----- STORED RECORDS

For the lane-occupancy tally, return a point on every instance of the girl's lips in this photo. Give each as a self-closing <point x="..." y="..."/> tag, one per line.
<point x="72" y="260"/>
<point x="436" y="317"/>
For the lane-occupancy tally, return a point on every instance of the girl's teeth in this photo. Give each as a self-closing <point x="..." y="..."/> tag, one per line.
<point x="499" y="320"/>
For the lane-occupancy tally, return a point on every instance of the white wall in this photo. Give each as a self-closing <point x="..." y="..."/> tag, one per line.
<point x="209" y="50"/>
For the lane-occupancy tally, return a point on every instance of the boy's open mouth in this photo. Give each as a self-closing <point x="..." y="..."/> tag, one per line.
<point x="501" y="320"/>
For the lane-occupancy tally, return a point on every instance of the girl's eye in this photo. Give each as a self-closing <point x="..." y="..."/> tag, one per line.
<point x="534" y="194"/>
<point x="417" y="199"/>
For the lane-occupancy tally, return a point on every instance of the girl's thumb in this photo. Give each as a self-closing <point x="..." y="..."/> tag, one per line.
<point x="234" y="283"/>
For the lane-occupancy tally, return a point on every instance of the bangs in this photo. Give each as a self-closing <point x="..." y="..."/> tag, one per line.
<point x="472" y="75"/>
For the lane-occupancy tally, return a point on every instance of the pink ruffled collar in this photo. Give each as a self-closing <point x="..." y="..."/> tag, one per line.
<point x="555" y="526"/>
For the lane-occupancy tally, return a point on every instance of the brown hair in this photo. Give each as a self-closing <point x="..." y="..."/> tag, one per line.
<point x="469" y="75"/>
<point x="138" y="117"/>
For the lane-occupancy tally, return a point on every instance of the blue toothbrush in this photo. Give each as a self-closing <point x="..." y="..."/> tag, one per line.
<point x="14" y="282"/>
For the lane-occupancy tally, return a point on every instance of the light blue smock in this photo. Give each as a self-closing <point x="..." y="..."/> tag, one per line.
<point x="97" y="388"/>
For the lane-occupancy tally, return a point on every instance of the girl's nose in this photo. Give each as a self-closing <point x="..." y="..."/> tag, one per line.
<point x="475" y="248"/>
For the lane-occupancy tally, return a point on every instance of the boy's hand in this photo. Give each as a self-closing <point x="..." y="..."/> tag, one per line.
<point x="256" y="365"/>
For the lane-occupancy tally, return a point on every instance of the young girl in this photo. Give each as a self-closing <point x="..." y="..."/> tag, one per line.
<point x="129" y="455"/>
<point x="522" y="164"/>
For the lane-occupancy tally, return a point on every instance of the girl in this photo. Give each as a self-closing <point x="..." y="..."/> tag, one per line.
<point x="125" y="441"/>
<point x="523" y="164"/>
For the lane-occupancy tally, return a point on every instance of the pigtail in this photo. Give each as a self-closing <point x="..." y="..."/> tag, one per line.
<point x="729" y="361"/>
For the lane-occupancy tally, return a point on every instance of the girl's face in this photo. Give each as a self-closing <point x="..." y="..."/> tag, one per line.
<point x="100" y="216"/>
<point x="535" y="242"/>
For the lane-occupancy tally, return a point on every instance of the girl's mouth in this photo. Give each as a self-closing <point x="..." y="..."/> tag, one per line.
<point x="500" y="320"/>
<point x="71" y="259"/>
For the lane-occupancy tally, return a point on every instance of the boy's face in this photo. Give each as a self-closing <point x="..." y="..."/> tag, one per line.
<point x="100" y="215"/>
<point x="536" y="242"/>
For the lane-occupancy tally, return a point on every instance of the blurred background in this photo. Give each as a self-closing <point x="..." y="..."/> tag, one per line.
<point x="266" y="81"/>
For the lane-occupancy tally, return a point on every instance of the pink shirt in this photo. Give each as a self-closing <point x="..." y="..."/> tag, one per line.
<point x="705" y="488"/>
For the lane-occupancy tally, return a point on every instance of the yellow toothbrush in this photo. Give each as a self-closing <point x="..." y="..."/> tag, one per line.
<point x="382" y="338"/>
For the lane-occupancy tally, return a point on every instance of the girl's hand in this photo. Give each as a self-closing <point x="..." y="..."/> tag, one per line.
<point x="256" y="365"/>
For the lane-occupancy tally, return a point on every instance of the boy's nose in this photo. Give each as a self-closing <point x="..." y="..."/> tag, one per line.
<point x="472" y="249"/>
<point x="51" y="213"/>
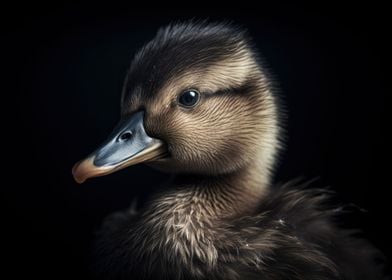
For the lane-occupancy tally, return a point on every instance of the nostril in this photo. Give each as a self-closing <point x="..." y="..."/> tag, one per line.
<point x="125" y="136"/>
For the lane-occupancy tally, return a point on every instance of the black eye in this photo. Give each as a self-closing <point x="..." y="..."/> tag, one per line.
<point x="189" y="98"/>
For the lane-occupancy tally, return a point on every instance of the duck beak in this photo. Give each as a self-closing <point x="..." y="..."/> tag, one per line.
<point x="128" y="144"/>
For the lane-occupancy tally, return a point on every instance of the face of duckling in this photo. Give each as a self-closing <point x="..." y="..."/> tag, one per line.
<point x="195" y="100"/>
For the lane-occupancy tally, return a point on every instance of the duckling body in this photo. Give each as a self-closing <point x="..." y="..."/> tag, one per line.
<point x="198" y="103"/>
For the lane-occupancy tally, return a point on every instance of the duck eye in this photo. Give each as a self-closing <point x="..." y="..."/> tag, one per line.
<point x="189" y="98"/>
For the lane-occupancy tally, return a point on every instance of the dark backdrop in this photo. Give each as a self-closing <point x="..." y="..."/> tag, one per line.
<point x="66" y="67"/>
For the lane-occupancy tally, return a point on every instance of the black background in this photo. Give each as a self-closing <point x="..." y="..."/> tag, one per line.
<point x="65" y="69"/>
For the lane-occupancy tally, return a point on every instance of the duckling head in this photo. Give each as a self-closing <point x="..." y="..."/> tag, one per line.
<point x="195" y="100"/>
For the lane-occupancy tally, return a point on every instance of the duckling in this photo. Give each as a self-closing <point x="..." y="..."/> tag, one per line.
<point x="198" y="103"/>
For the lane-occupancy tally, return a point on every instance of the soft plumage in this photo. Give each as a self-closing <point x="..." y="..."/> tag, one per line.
<point x="220" y="218"/>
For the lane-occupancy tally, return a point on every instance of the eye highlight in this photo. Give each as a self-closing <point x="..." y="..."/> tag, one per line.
<point x="189" y="98"/>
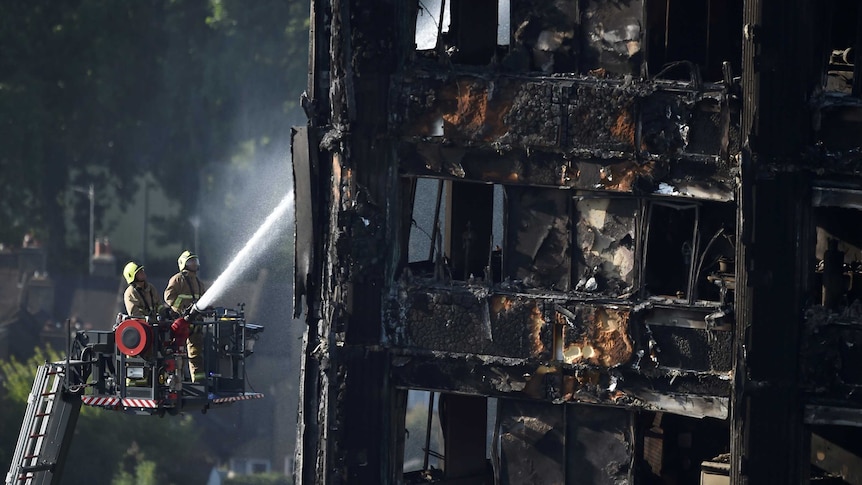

----------

GOAL OF THE EXERCISE =
Rescale the part of the data from the line containing "the duck eye" through the end of the data, both ends included. Write every line out again, and change only the x and y point coordinates in the answers: multiply each by 0.45 and round to a whole number, with halves rounded up. Leave the pictures out.

THE OUTPUT =
For the lane-occupancy tally, return a point on every instance of the duck eye in this photo. Give each as a self-closing <point x="..." y="..."/> tag, one per line.
<point x="85" y="44"/>
For the lane-occupancy tally, return a point on every instance of the dark backdrop in this photo. Give each as a self-closing <point x="..." y="..."/> tag, one per line.
<point x="30" y="30"/>
For the lane-occupancy tally, return a point on every instance of the black background in this photo. Give each as a self-closing <point x="..." y="..."/> tag, one per line.
<point x="29" y="31"/>
For the lane-occupancy tally, return a point on every instance of the duckling head in this photo. Give each as a self-closing <point x="..." y="..."/> tag, one per line.
<point x="88" y="45"/>
For the lane-occupancy tally, return a point on every instance of the duckling in this photo. Give each as a self-closing <point x="..." y="..."/> tag, one per line.
<point x="89" y="46"/>
For the lane-occupancy tally, return a point on every instance of the soft plumage in this photo. Give each as a self-closing <point x="..." y="..."/> tag, one per line.
<point x="99" y="98"/>
For the lane-occupancy tally, return a point on every instance of the eye highlight in this photo. Give each as a self-closing <point x="..." y="..."/> tag, one per line.
<point x="85" y="44"/>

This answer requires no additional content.